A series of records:
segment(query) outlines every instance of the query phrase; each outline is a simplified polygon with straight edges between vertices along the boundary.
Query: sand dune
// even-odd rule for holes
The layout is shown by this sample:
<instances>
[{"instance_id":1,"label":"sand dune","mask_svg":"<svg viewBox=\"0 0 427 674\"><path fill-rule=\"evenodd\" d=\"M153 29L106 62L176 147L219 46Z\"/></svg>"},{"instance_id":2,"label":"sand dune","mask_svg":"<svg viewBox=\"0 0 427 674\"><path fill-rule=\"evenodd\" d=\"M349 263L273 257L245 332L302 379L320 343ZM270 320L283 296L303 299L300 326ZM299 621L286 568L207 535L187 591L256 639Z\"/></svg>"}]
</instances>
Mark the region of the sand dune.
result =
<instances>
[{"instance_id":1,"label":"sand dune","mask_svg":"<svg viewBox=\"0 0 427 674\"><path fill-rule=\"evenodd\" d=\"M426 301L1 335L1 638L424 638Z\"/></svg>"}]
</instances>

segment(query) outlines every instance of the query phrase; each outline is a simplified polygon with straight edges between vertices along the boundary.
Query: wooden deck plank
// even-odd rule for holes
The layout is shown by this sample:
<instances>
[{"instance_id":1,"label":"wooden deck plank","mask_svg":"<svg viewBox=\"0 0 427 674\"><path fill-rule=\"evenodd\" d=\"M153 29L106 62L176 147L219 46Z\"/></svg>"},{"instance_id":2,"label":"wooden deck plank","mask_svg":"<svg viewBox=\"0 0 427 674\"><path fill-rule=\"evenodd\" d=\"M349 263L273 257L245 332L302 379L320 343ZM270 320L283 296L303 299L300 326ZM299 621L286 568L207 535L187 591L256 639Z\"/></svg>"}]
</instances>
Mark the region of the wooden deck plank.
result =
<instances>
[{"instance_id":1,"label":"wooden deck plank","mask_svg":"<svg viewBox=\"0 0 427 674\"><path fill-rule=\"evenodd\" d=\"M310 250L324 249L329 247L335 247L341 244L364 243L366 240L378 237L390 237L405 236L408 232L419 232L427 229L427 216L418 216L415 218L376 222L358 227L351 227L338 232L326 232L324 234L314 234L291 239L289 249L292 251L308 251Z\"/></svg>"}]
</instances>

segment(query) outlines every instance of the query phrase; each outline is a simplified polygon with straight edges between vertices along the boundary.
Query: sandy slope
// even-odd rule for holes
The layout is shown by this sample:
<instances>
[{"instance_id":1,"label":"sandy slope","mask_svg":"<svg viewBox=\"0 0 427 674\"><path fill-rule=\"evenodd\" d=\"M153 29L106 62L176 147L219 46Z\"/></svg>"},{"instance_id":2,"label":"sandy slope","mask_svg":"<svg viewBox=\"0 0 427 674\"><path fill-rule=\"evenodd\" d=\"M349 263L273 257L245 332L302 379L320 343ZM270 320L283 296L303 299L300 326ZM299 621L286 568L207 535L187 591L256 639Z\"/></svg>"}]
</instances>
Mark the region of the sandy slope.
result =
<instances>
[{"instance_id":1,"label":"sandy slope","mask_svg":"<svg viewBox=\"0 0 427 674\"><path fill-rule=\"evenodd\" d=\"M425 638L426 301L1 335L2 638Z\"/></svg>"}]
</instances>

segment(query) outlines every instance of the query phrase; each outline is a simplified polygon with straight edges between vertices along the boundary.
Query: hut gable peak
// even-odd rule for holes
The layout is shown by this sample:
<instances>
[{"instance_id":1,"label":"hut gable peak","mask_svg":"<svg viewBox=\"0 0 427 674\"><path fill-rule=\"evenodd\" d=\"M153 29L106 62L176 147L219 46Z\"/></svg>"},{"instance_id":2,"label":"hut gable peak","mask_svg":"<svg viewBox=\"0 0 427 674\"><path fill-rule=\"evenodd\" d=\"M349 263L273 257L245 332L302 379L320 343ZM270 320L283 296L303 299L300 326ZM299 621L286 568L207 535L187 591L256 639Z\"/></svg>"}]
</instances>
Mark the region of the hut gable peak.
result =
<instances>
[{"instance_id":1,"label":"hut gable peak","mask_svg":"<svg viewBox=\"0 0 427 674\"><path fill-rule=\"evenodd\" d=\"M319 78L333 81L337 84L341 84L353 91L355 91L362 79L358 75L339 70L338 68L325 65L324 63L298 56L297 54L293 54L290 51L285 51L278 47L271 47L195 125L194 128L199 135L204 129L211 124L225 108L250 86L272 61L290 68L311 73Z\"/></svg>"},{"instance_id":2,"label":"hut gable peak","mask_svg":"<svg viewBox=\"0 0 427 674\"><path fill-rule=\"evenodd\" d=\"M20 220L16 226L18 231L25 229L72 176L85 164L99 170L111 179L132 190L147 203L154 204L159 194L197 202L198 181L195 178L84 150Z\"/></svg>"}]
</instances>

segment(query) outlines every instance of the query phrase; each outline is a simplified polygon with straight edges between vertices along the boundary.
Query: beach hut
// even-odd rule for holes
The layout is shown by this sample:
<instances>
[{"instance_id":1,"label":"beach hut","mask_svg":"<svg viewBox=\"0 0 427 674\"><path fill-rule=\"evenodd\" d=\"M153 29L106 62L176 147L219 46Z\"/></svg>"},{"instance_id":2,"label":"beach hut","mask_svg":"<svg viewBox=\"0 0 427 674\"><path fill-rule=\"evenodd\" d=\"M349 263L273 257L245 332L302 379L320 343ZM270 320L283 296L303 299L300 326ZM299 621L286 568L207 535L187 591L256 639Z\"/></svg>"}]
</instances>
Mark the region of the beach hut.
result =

EXERCISE DETAILS: Please show every line of the records above that contains the word "beach".

WORKED ANSWER:
Query: beach hut
[{"instance_id":1,"label":"beach hut","mask_svg":"<svg viewBox=\"0 0 427 674\"><path fill-rule=\"evenodd\" d=\"M153 29L106 62L176 147L219 46Z\"/></svg>"},{"instance_id":2,"label":"beach hut","mask_svg":"<svg viewBox=\"0 0 427 674\"><path fill-rule=\"evenodd\" d=\"M349 263L273 257L245 332L302 379L320 343ZM270 320L283 296L303 299L300 326ZM299 621L286 568L207 535L187 591L256 639Z\"/></svg>"}]
Mark the region of the beach hut.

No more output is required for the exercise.